### ABOUT THIS TASK:
An exact copy of all the data is required.

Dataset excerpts
= = = = = = =

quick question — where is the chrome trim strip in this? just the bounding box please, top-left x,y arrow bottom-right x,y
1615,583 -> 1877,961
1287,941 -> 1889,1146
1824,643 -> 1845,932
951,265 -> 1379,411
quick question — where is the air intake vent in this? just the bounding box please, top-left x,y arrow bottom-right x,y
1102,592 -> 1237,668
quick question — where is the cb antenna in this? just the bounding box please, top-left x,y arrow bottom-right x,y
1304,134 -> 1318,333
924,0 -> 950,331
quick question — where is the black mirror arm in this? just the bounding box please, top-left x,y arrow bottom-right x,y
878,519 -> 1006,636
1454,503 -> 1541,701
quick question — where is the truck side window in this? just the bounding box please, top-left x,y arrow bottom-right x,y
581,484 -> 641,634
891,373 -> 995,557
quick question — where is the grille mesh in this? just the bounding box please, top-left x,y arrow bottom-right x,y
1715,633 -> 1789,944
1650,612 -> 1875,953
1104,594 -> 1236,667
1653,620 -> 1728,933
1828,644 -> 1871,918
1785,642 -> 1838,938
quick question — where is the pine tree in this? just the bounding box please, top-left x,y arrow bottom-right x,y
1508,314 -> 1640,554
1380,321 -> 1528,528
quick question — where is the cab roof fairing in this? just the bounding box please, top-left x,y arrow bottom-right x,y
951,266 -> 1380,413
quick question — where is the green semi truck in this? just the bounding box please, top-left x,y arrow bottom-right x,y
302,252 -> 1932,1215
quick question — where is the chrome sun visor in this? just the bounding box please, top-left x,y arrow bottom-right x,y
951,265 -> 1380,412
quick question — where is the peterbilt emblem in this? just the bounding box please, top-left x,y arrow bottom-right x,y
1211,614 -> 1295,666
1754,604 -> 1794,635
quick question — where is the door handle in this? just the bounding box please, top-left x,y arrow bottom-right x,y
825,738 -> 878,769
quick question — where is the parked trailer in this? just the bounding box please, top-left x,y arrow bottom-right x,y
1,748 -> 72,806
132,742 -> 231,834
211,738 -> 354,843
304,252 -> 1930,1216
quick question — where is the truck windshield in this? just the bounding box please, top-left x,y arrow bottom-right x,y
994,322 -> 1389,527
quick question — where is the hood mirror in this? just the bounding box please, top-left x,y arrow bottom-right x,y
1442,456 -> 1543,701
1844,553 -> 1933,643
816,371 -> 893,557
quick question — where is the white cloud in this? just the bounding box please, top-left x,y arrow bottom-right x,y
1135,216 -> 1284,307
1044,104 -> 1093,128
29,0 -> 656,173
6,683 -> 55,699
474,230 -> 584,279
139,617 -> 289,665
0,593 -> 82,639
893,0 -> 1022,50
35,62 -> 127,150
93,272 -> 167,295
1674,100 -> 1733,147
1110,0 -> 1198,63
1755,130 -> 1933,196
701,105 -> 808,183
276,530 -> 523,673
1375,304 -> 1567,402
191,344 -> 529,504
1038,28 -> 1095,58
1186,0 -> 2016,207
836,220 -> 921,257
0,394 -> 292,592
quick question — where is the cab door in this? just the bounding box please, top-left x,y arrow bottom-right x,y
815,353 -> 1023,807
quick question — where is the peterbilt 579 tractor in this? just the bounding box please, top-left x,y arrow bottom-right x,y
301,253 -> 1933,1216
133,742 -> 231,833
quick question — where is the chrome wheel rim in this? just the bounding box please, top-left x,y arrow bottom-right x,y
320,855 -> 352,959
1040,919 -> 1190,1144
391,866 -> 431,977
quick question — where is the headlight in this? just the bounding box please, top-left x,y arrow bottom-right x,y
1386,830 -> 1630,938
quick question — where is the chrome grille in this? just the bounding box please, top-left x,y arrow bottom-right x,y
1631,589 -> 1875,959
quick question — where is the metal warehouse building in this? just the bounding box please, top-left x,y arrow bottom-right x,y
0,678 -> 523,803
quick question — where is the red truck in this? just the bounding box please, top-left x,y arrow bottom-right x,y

= = = = = = =

### RESULT OF THE EXERCISE:
quick question — where is the chrome trim strip in this? just the bounding box please, top-left x,y arrow bottom-right x,y
1615,583 -> 1877,961
1287,941 -> 1889,1146
1824,643 -> 1845,932
951,265 -> 1379,411
quick question — where is the air intake vent in this? just the bounding box please, top-left x,y arrow bottom-right x,y
1102,592 -> 1237,668
quick question — where is the cb antenna in this? just the bounding box please, top-left x,y arrow bottom-right x,y
1304,134 -> 1318,333
924,0 -> 950,331
quick question — where is the black mirror arm in this? just the bounding box please, top-left x,y arrow bottom-right x,y
878,519 -> 1006,636
1454,503 -> 1541,701
quick question — where is the truck side window in this? just the bounding box please, top-left x,y arrow bottom-right x,y
581,484 -> 641,634
891,373 -> 995,557
quick question — where is the grille mesh in this? just the bounding box please, top-left x,y arrow bottom-right x,y
1715,633 -> 1789,944
1650,612 -> 1875,953
1104,594 -> 1236,667
1653,620 -> 1728,933
1828,644 -> 1871,918
1785,642 -> 1838,938
quick question — where is the pine tree in this? just the bounding box please, top-left x,y arrow bottom-right x,y
1508,314 -> 1640,554
1380,321 -> 1528,528
quick question — where is the cab roof fairing in this? just the bounding box please, top-left x,y arrow bottom-right x,y
951,266 -> 1380,413
quick question — where is the green semi truck in this? just the bounding box please, top-left x,y arrow bottom-right x,y
302,252 -> 1932,1215
quick question — where is the chrome sun visor in this? just the bounding box please, top-left x,y arrow bottom-right x,y
951,265 -> 1380,412
quick question — where is the peterbilt emblem in this? just the bounding box please, top-left x,y arrow bottom-right x,y
1211,614 -> 1295,666
1754,604 -> 1794,635
quick question — where is the door handle in this? just the bounding box please, top-left x,y arrow bottom-right x,y
825,738 -> 878,769
quick question — where is the parked trailer in this? just the bounding box please, top-left x,y arrow bottom-right x,y
1,748 -> 72,806
132,742 -> 231,834
211,738 -> 354,843
304,252 -> 1930,1216
quick question — where is the truck windshield in this? just the bounding box please, top-left x,y arrow bottom-right x,y
994,322 -> 1389,527
quick question — where is the hood mirror in this? just the bounding box please, top-left x,y arrow bottom-right x,y
1442,456 -> 1543,701
1844,553 -> 1933,643
816,371 -> 893,557
quick question — where is the white cloud in this? just the bounding box please, top-left x,y arrow bottom-right x,y
1135,216 -> 1284,307
1044,104 -> 1093,128
29,0 -> 656,173
6,683 -> 55,699
474,230 -> 584,279
139,617 -> 289,665
0,593 -> 82,639
893,0 -> 1022,50
35,62 -> 127,150
93,272 -> 167,295
1674,100 -> 1733,147
1110,0 -> 1198,63
1755,130 -> 1933,196
701,105 -> 808,183
276,530 -> 523,673
1375,304 -> 1567,402
191,344 -> 529,504
1038,28 -> 1095,58
1186,0 -> 2016,207
836,220 -> 921,257
0,394 -> 292,592
quick question — where is the cab door in this? just the bounding box please, top-left x,y arrow bottom-right x,y
815,353 -> 1023,807
quick question — where is the peterbilt 579 tractor in this? just the bounding box please, top-left x,y arrow bottom-right x,y
301,253 -> 1933,1216
133,742 -> 231,833
quick question — where is the chrome wheel rim in this? just the bounding box please, top-left x,y arrow bottom-right x,y
320,855 -> 352,959
1040,919 -> 1190,1144
391,866 -> 431,977
quick question — where is the headlight in this? just the bounding box please, top-left x,y arrow bottom-right x,y
1386,830 -> 1630,938
quick question — where is the chrome grille in this? just the bounding box please, top-left x,y arrow bottom-right x,y
1631,589 -> 1875,959
quick question — where is the metal warehouse building in this? just the bounding box please, top-left x,y arrow bottom-right x,y
0,678 -> 523,803
quick question — where is the red truck in this? just the bounding box please, top-left x,y arrow bottom-right x,y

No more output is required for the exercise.